* **Selected passage**:
▬▬▬▬▬▬▬▬▬▬

Set up Hadoop¶

Hadoop is an open source framework for distributed storage and processing of large datasets on a commodity cluster. Hadoop utilizes the Hadoop Distributed File System (HDFS) for data storage and the MapReduce model for computational processing. Hadoop 2.0 also includes the YARN resource management platform which manages multiple nodes within the cluster and is responsible for task scheduling.

This section describes how to set up Hadoop on one instance.

Preparation¶

Create Directories
We’ll assume the following directory structure, where examples contains the code examples for this workshop. The software directory holds unzipped software, while zips contains the software tarballs.
/home/ubuntu ├── examples ├── software └── zips
If you don’t see this structure, you can create it using the following command.
mkdir ~/{examples,software,zips}
Vim
Install vim, the command-line text editor using the following command.
sudo apt-get install vim
Note

Vim Tip

To edit text you’ll first need to press the letter i. Then to escape from the editing mode, you can press Esc key. To save, press :w and to quit, press :q
SSH and Rsync
Install SSH and Rsync are not already installed in the environment. Use the following commands to install them.
sudo apt-get install ssh sudo apt-get install rsync

Java

Download Oracle JDK 8 and extract the archive using the following steps.

cd ~/software
wget --no-cookies --no-check-certificate --header "Cookie: gpw_e24=http%3A%2F%2Fwww.oracle.com%2F; oraclelicense=accept-securebackup-cookie" "http://download.oracle.com/otn-pub/java/jdk/8u91-b14/jdk-8u91-linux-x64.tar.gz"
tar xzf jdk-8u91-linux-x64.tar.gz
mv jdk-8u91-linux-x64.tar.gz ~/zips

Apache Maven

Download Apache Maven 3 and unzip it using the following commands.

▬▬▬▬▬▬▬▬▬▬

* **Dataset entries**:
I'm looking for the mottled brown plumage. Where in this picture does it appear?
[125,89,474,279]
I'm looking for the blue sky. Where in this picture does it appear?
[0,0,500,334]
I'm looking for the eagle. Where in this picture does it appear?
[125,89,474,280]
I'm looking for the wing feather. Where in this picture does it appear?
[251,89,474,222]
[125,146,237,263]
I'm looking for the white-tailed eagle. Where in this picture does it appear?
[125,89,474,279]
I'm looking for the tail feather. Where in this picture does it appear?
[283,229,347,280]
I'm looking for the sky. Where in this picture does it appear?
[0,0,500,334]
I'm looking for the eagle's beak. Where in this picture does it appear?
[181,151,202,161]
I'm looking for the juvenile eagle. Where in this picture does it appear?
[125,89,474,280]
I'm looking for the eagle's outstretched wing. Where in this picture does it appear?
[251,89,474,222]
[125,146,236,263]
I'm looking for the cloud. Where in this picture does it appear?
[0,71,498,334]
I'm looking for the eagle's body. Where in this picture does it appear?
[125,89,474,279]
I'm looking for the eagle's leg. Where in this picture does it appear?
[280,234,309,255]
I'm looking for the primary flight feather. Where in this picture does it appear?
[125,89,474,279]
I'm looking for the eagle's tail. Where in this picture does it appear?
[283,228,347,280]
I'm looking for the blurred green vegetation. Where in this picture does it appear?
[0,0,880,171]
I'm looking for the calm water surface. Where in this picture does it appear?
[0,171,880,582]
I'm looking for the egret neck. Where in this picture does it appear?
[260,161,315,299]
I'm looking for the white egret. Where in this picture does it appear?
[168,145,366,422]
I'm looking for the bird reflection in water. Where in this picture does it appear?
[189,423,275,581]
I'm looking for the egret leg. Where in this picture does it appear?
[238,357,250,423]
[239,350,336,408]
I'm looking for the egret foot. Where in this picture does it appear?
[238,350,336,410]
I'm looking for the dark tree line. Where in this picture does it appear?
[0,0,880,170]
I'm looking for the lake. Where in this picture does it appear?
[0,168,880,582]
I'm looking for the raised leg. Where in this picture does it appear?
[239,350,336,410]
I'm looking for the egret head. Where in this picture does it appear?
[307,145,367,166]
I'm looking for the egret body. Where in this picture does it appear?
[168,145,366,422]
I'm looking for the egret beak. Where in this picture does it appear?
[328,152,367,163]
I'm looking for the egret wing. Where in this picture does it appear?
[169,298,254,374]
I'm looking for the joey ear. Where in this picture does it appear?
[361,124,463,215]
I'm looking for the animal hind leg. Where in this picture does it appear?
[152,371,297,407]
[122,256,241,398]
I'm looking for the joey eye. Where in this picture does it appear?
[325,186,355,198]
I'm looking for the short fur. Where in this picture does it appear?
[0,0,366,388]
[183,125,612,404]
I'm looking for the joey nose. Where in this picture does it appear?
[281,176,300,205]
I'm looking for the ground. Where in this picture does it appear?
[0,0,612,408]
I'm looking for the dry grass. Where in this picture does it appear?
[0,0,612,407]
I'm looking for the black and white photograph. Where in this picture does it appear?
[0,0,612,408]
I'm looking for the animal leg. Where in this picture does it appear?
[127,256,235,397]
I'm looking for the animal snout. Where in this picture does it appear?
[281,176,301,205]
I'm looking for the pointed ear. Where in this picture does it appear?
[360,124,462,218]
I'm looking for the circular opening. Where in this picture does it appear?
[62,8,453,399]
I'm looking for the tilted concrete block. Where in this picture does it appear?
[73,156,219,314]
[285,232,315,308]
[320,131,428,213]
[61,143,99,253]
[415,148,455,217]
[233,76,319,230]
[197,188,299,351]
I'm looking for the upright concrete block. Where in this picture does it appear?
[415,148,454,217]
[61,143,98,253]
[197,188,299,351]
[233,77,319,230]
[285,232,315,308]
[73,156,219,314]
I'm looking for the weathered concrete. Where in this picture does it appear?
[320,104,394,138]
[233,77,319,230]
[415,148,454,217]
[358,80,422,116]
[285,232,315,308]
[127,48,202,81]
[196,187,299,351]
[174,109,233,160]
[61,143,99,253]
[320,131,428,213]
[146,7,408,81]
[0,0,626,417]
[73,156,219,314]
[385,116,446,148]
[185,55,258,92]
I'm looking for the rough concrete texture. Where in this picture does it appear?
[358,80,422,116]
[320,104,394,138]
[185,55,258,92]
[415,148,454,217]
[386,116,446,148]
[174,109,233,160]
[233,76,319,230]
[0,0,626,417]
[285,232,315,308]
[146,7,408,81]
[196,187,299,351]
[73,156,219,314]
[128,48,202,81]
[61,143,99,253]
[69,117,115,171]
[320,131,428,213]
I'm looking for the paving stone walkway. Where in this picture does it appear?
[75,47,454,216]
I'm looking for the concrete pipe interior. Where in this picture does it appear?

▬▬▬▬▬▬▬▬▬▬

* **Aim of the exercise**:
Answer these questions using the Hadoop setup page:
1. What does Hadoop use for data storage?
2. Which key must be pressed before editing text in vim?
3. To which directory is the JDK tarball moved after it is extracted?

* **Solution to this exercise**:
1. The Hadoop Distributed File System (HDFS).
2. The letter i.
3. ~/zips